Start of SOURCE DATA

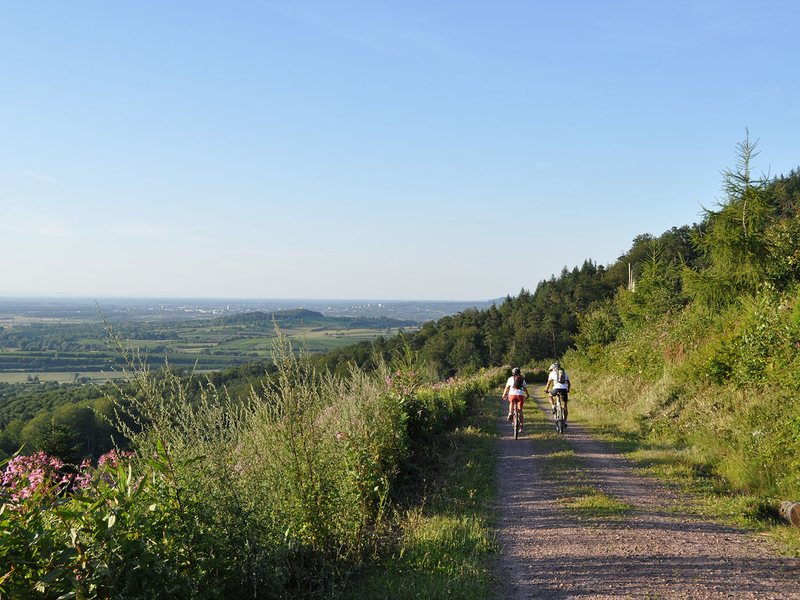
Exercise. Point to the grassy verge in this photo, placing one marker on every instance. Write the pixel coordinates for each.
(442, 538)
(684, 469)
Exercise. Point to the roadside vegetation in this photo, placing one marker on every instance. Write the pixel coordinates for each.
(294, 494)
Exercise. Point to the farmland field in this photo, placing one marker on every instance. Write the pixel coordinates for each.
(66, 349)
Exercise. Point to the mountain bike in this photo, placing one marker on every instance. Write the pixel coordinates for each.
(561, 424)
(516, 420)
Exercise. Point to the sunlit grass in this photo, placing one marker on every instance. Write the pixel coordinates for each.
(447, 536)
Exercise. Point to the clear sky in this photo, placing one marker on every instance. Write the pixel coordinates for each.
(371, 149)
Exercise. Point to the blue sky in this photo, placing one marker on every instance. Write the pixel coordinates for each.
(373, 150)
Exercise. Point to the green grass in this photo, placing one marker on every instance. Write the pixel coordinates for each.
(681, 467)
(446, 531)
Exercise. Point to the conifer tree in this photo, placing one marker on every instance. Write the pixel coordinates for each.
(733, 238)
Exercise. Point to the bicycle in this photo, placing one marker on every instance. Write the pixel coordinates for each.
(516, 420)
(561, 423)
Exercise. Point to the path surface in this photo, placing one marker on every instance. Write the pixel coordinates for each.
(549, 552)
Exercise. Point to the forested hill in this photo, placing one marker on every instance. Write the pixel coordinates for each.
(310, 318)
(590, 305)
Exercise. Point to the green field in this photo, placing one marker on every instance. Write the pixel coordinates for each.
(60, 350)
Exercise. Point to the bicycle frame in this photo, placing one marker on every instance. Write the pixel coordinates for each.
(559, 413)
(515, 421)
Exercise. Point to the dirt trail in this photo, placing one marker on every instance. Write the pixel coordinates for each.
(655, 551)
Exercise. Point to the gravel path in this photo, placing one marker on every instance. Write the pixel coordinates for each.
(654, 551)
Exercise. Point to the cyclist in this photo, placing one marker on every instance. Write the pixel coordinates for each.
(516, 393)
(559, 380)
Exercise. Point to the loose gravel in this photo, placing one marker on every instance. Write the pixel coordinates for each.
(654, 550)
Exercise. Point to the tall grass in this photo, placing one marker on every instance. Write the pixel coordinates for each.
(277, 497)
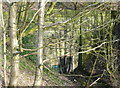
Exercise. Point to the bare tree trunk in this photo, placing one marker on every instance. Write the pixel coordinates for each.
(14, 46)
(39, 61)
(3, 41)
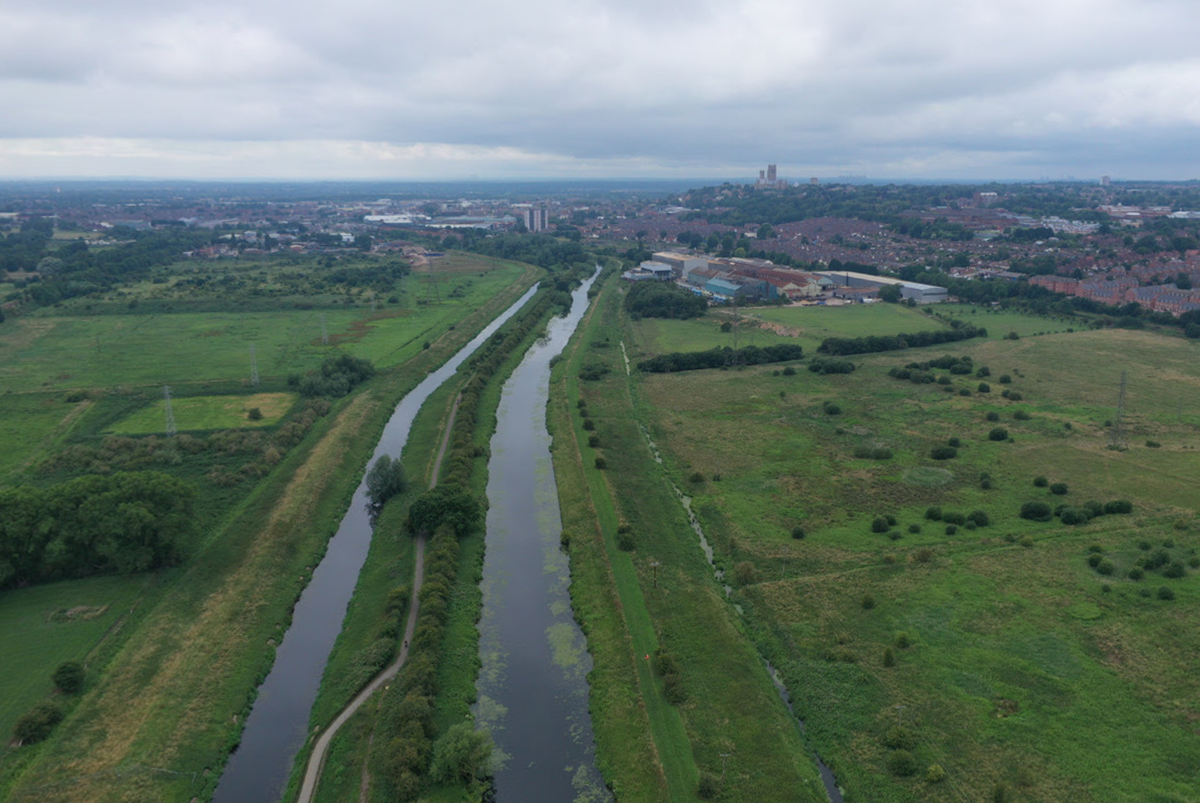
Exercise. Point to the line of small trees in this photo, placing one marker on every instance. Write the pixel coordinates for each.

End of SOURCE DATA

## TASK DETAILS:
Repeat the data exactly as given. Keep every picture out of the copy.

## RESPONSE TO THE EXERCISE:
Exercise. Point to the grassy verge in this photo, placing one marker on every instance. Write the pixel coordinates for each.
(442, 538)
(684, 469)
Exercise. Point to the roadside vegetation in this photo, placing one marker on every instance. Write the pixel coordinates for each.
(294, 494)
Exercise. Point to the farmland field in this photo, placing one marker on every instance. Write the pixel coordinates for each.
(66, 349)
Exercise. Point to the mountain bike in this photo, placing one marker on every instance. Write the pixel coordinates for each.
(561, 424)
(516, 420)
Exercise. Point to the sunlit grass in this photo, placing one marker on every instance. Write the pixel coordinates for each.
(447, 536)
Exercise. Point to the clear sky in this photo, placing one marker on every instance. Write the pixel coordinates for each.
(371, 149)
Exercise. Point to the blue sky in this photo, placing one marker on every instance. Write the pixel coordinates for each.
(373, 150)
Exercise. Point to the green grass in this photo, placing one marker on every instance. Write the pixel coordinates for each.
(681, 467)
(446, 531)
Exercise. Point to the conifer tree in this photo, placing one marker on every instance. Write the pixel coordinates for each.
(733, 238)
Exercise. Point to the bicycle in this photo, placing one marker on every instance. Write the pixel coordinates for each.
(516, 420)
(561, 423)
Exercise. Point to the path surface in this photo, placing one marker on every instance. Write the pixel coordinates for each.
(549, 552)
Exercise. Point to the forested hill in this photo, placing one marker on every instance. Write the pixel coordinates for each.
(310, 318)
(590, 305)
Exercise. Point to the green field in this photo, placing one marker on every instance. Write the pixel coordinates for each.
(60, 350)
Exercise. Point to the bicycle frame in this photo, placing one marker on every instance. Write the pixel coordinates for each.
(559, 413)
(515, 421)
Exercise. Point to the dirt trail in this photo, placing one marker on every instance. Write the pixel coordinates for each.
(655, 551)
Exercise. Point to the gravel path in this photo, placing one marker on every instance. Write the pixel coordinates for each.
(654, 551)
Exercise. Point to the cyclist in this photo, placing one marker on every instance. Write the pixel coordinates for each.
(516, 393)
(559, 380)
Exercise. Point to the loose gravel in this photo, placing one marker on every instance. Write the pixel coordinates for each.
(654, 550)
Exercise. Point to the tall grass in this photo, placing one marker on every instance. Write the pixel coordinates for each.
(277, 497)
Exercise. Point to the bare tree trunk in this photo, placing one marker on every instance. Write the pixel coordinates for each.
(14, 46)
(39, 61)
(3, 41)
Exercise. Point to the line of small trees in this photo, placing one marker on every instance. Write the pixel coordinates for each.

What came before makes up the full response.